[Excerpts from a segmentation dataset]
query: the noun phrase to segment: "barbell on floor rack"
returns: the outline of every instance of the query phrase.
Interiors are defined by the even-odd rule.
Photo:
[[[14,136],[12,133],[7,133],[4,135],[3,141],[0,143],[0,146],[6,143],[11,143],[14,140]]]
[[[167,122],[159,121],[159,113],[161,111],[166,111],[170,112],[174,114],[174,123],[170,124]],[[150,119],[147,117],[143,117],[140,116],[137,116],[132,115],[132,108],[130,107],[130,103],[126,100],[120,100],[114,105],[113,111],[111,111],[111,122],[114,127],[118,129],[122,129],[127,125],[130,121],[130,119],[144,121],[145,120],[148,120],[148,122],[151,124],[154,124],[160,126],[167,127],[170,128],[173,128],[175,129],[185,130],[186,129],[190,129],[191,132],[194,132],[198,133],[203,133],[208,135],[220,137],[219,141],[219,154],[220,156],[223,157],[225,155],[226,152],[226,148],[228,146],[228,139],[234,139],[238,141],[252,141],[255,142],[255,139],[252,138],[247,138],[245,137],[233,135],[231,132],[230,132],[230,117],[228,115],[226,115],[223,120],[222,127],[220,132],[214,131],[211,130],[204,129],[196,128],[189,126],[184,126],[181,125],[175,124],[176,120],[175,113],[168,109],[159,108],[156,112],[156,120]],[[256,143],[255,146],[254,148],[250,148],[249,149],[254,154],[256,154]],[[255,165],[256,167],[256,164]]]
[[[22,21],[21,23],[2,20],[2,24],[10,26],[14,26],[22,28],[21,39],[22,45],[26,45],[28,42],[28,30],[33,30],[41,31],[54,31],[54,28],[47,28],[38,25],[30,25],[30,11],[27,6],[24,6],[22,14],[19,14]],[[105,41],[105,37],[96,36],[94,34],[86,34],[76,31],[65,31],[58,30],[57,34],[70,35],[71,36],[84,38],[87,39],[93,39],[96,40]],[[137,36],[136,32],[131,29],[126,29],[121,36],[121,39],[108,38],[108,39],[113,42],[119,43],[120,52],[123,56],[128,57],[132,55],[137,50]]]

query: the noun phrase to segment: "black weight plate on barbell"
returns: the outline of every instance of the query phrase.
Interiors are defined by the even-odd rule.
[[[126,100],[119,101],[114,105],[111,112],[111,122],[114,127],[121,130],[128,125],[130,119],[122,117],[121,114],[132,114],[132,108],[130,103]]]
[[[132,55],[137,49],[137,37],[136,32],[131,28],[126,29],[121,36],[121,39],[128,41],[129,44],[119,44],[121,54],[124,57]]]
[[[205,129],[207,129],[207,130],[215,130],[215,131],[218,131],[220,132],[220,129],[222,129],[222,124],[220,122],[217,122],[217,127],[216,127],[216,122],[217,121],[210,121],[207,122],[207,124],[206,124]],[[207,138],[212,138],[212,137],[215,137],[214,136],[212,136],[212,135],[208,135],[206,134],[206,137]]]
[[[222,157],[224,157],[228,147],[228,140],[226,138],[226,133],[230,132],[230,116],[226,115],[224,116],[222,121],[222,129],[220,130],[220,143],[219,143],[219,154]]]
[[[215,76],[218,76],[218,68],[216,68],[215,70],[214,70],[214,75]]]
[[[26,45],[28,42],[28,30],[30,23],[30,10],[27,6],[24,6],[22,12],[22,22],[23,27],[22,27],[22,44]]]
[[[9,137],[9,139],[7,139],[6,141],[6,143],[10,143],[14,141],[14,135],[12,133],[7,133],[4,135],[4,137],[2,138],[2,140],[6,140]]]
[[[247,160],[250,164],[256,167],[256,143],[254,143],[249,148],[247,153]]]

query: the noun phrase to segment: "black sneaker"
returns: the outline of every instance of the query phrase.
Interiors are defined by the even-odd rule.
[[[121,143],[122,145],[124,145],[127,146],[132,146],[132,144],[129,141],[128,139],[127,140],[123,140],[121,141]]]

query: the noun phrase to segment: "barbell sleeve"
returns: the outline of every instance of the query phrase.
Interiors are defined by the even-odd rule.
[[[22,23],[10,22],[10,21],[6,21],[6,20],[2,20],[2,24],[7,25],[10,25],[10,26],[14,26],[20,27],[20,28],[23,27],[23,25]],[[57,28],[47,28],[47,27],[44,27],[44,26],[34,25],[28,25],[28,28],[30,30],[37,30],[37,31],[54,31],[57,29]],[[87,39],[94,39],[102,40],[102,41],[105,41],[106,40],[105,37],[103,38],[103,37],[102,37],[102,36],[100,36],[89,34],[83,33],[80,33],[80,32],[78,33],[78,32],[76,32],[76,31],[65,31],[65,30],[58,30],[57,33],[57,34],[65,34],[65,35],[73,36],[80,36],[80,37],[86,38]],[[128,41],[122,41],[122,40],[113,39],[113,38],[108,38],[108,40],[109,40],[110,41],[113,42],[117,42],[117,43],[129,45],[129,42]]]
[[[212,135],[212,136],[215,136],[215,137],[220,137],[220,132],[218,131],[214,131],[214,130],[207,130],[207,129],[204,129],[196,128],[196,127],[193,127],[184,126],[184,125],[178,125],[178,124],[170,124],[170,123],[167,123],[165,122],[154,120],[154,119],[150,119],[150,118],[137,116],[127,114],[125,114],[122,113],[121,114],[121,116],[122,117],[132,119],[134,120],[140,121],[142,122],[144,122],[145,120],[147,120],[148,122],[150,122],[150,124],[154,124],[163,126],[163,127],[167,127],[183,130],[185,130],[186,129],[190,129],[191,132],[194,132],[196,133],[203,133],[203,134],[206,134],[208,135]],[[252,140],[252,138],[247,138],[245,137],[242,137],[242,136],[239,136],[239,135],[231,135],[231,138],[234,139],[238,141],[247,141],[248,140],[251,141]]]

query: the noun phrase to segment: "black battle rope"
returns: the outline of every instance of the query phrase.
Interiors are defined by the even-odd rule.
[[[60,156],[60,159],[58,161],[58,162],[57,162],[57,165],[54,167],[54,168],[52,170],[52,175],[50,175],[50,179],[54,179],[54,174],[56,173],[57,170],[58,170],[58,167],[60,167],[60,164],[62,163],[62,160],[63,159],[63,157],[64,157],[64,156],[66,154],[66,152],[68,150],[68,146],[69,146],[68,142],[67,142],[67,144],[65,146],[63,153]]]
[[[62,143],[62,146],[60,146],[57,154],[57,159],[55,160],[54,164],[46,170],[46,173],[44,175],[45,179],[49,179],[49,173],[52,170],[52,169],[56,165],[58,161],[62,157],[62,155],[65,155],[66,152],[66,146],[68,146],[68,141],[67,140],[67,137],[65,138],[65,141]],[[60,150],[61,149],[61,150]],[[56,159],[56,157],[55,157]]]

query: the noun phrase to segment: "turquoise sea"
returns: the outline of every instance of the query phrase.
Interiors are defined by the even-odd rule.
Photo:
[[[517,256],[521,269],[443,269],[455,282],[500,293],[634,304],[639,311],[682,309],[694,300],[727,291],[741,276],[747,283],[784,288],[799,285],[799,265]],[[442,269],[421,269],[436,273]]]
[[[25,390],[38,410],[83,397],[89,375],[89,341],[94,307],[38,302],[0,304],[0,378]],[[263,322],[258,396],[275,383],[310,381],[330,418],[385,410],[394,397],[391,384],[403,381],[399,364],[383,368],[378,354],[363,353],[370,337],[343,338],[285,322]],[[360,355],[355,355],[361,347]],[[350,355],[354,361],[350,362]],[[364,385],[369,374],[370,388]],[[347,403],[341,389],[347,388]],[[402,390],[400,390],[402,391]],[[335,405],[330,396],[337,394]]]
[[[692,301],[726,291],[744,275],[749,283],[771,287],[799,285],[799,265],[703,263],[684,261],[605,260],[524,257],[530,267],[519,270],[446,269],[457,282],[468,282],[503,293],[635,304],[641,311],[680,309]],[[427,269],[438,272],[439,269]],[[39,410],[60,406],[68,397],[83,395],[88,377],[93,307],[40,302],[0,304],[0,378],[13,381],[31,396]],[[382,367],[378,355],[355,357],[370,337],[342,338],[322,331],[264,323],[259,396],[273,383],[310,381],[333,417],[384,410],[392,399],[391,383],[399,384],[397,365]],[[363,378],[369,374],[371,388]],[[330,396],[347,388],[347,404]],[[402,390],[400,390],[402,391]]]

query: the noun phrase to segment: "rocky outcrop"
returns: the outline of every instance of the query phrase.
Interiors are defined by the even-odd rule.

• _INSTRUCTION_:
Tally the lines in the material above that contain the string "black", treating uppercase and lowercase as different, and give only the number.

• _PROBLEM SOLUTION_:
3